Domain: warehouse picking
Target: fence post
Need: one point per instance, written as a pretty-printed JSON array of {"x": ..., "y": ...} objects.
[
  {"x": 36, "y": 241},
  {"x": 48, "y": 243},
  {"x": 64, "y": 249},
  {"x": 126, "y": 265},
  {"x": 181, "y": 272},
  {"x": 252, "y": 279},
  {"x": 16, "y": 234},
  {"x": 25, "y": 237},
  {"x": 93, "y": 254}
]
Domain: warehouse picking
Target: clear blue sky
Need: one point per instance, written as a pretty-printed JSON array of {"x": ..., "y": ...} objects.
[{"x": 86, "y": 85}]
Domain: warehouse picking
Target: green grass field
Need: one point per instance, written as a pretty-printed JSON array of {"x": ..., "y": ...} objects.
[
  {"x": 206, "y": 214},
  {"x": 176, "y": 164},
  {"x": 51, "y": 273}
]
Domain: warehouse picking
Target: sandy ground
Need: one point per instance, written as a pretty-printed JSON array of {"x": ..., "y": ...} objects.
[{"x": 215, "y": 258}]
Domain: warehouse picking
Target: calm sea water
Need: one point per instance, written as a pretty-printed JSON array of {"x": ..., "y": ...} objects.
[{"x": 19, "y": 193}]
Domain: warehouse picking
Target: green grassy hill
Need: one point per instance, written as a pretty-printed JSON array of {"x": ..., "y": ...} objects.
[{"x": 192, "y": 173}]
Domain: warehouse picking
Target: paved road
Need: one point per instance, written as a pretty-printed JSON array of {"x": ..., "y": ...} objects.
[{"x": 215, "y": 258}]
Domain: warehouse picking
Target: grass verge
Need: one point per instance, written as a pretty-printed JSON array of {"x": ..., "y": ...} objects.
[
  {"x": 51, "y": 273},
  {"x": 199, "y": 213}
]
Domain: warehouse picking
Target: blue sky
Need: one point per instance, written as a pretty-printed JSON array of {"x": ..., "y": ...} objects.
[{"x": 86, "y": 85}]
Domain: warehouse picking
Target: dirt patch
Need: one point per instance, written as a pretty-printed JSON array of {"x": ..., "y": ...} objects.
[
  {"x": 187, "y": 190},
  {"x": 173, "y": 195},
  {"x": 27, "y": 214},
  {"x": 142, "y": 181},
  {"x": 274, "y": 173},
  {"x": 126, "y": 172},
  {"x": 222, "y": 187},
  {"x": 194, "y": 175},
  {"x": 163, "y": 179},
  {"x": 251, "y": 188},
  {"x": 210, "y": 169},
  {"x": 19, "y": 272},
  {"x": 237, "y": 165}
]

*-*-*

### TASK TO CARRY OUT
Your task is to repeat every entry exactly.

### FINISHED EXERCISE
Domain: warehouse picking
Target: fence post
Need: one point per instance, written as a pretty-printed JSON array of {"x": ..., "y": ...} objects.
[
  {"x": 36, "y": 241},
  {"x": 48, "y": 243},
  {"x": 64, "y": 249},
  {"x": 126, "y": 265},
  {"x": 181, "y": 272},
  {"x": 252, "y": 279},
  {"x": 16, "y": 234},
  {"x": 25, "y": 237},
  {"x": 93, "y": 254}
]
Domain: warehouse picking
Target: clear blue sky
Need: one point per instance, written as a pretty-printed JSON array of {"x": ..., "y": ...} objects.
[{"x": 86, "y": 85}]
Domain: warehouse picking
Target: green grass field
Need: one point per instance, written as a pretty-printed JSON array of {"x": ..., "y": ...} objects.
[
  {"x": 206, "y": 214},
  {"x": 176, "y": 164},
  {"x": 51, "y": 273}
]
Domain: warehouse picking
Target: sandy ground
Need: one point per instance, written as a pretty-printed JSON array of {"x": ..., "y": ...} objects.
[{"x": 215, "y": 258}]
Domain: warehouse picking
Target: calm sea water
Need: one point per instance, written as a pretty-printed JSON array of {"x": ..., "y": ...} objects.
[{"x": 19, "y": 193}]
Domain: warehouse picking
Target: green grassy hill
Need: one point per instance, written as a pretty-printed JSON array of {"x": ..., "y": ...} objects.
[{"x": 192, "y": 173}]
Domain: warehouse picking
Target: paved road
Need: one point per instance, written as a pretty-printed JSON array of {"x": ..., "y": ...} objects.
[{"x": 215, "y": 258}]
Domain: warehouse picking
Target: grass verge
Need: one point per instance, written as a pretty-printed JSON array of {"x": ..., "y": ...} objects.
[
  {"x": 51, "y": 273},
  {"x": 199, "y": 213}
]
Domain: warehouse picking
Target: blue sky
Need: one point per instance, written as a pretty-printed JSON array of {"x": ..., "y": ...} objects.
[{"x": 86, "y": 85}]
Domain: warehouse picking
Target: dirt patch
Need: one point per instance, written as a pretty-printed JSON array of {"x": ..., "y": ...} objects.
[
  {"x": 187, "y": 190},
  {"x": 173, "y": 195},
  {"x": 27, "y": 214},
  {"x": 142, "y": 181},
  {"x": 274, "y": 173},
  {"x": 126, "y": 172},
  {"x": 222, "y": 187},
  {"x": 194, "y": 175},
  {"x": 163, "y": 179},
  {"x": 251, "y": 188},
  {"x": 210, "y": 169},
  {"x": 19, "y": 272},
  {"x": 237, "y": 165}
]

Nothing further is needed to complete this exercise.